Set task
Output every line of the entries as a JSON array of strings, one string per line, omitting blank lines.

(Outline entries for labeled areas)
────
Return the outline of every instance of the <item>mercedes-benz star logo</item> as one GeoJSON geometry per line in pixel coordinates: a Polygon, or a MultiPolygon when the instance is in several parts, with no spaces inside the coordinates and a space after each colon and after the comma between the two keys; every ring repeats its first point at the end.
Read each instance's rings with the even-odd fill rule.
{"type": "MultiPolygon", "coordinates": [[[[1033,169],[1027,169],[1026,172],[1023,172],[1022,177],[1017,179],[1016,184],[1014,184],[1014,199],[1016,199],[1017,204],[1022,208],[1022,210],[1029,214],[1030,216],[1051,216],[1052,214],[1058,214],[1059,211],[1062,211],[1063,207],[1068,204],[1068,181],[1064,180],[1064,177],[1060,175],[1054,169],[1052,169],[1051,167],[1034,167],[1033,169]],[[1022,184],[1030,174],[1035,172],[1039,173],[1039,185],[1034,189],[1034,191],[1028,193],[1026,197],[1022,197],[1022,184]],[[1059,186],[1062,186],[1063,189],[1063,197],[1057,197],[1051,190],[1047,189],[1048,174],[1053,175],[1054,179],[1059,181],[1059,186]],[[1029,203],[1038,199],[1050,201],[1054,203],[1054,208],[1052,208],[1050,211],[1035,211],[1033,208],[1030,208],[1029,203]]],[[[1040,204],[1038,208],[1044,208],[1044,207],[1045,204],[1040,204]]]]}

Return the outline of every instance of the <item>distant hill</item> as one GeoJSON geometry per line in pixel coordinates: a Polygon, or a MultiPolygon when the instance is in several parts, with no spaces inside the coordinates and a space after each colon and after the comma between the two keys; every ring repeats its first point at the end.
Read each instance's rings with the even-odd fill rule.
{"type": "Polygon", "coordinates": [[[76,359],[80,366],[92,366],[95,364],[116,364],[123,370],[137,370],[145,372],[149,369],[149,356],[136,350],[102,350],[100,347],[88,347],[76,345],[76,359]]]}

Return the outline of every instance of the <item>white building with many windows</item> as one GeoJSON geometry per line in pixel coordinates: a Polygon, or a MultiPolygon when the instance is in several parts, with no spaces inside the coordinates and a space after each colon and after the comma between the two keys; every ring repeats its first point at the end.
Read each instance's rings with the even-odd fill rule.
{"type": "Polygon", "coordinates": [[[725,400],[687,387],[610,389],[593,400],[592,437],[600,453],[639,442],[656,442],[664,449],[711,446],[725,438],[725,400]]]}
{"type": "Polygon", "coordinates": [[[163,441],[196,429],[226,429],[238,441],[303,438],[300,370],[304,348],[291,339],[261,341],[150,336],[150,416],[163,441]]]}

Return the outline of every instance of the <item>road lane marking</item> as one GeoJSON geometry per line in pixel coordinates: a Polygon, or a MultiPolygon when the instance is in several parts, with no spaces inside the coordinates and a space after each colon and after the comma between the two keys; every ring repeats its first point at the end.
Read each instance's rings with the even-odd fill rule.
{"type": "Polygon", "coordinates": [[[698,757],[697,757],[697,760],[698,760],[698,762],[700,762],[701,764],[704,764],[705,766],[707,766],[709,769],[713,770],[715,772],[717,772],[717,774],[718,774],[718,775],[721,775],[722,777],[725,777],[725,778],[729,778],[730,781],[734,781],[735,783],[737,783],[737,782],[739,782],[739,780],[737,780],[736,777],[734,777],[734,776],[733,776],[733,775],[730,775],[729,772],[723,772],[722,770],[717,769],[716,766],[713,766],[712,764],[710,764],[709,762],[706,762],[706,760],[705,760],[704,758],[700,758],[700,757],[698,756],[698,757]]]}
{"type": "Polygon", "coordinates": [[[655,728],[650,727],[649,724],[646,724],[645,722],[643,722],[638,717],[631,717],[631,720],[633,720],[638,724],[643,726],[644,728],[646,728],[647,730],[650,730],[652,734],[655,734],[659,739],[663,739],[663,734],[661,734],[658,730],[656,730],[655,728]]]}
────
Complete response
[
  "Return the outline of every instance of the <item>mercedes-benz star logo</item> as one GeoJSON geometry per line in pixel coordinates: a Polygon, or a MultiPolygon when the instance is in several parts, with no spaces inside the coordinates and a space after each colon and after the comma between the two keys; every ring repeats its first point at the end.",
  "Read each instance's rings with the even-odd fill rule.",
  "{\"type\": \"MultiPolygon\", \"coordinates\": [[[[1033,169],[1027,169],[1026,172],[1023,172],[1022,177],[1017,179],[1016,184],[1014,184],[1014,199],[1016,199],[1017,204],[1022,208],[1022,210],[1029,214],[1030,216],[1051,216],[1052,214],[1058,214],[1059,211],[1062,211],[1063,207],[1068,204],[1068,181],[1064,180],[1064,177],[1060,175],[1054,169],[1052,169],[1051,167],[1034,167],[1033,169]],[[1022,184],[1030,174],[1035,172],[1039,173],[1039,185],[1034,189],[1034,191],[1028,193],[1026,197],[1022,197],[1022,184]],[[1059,186],[1062,186],[1063,189],[1063,197],[1057,197],[1051,190],[1047,189],[1048,174],[1053,175],[1054,179],[1059,181],[1059,186]],[[1029,203],[1038,199],[1050,201],[1054,203],[1054,208],[1052,208],[1050,211],[1035,211],[1033,208],[1030,208],[1029,203]]],[[[1040,204],[1038,208],[1044,208],[1044,207],[1045,204],[1040,204]]]]}",
  "Return the outline of every instance of the <item>distant hill</item> as one GeoJSON geometry per line in pixel coordinates: a Polygon, or a MultiPolygon when the instance is in several parts, with no spaces inside the coordinates and a space after each colon and after the comma between the two keys; every ring repeats its first point at the end.",
  "Read each instance's rings with the even-odd fill rule.",
  "{\"type\": \"Polygon\", \"coordinates\": [[[76,359],[80,366],[92,366],[95,364],[116,364],[123,370],[137,370],[145,372],[149,369],[149,356],[136,350],[102,350],[100,347],[88,347],[76,345],[76,359]]]}",
  "Return the outline of every instance of the <item>white building with many windows</item> as one GeoJSON geometry per line in pixel coordinates: a Polygon, or a MultiPolygon when the instance is in several parts, with no spaces inside the coordinates and a space after each colon and after the comma between the two keys; every ring repeats its first point at the end.",
  "Read each instance's rings with the even-odd fill rule.",
  "{\"type\": \"Polygon\", \"coordinates\": [[[725,400],[687,387],[610,389],[593,400],[592,437],[600,453],[639,442],[656,442],[664,449],[711,446],[725,438],[725,400]]]}",
  "{\"type\": \"Polygon\", \"coordinates\": [[[163,441],[196,429],[226,429],[238,441],[303,438],[300,370],[304,348],[291,339],[261,341],[150,336],[150,416],[163,441]]]}",
  "Return the outline of every instance of the <item>road lane marking</item> as one GeoJSON geometry per line in pixel coordinates: a Polygon, or a MultiPolygon when the instance is in several parts, with no spaces inside the coordinates and a space after each colon and after the comma between the two keys; every ring repeats its first point at the end.",
  "Read each instance's rings with the even-odd fill rule.",
  "{\"type\": \"Polygon\", \"coordinates\": [[[698,757],[697,757],[697,760],[698,760],[698,762],[700,762],[701,764],[704,764],[705,766],[707,766],[709,769],[713,770],[715,772],[717,772],[717,774],[718,774],[718,775],[721,775],[722,777],[725,777],[725,778],[729,778],[730,781],[734,781],[735,783],[737,783],[737,782],[739,782],[739,780],[737,780],[736,777],[734,777],[734,776],[733,776],[733,775],[730,775],[729,772],[723,772],[722,770],[717,769],[716,766],[713,766],[712,764],[710,764],[709,762],[706,762],[706,760],[705,760],[704,758],[700,758],[700,757],[698,756],[698,757]]]}",
  "{\"type\": \"Polygon\", \"coordinates\": [[[655,728],[650,727],[649,724],[646,724],[645,722],[643,722],[638,717],[631,717],[631,720],[633,720],[638,724],[643,726],[644,728],[646,728],[647,730],[650,730],[652,734],[655,734],[659,739],[663,739],[663,734],[661,734],[658,730],[656,730],[655,728]]]}"
]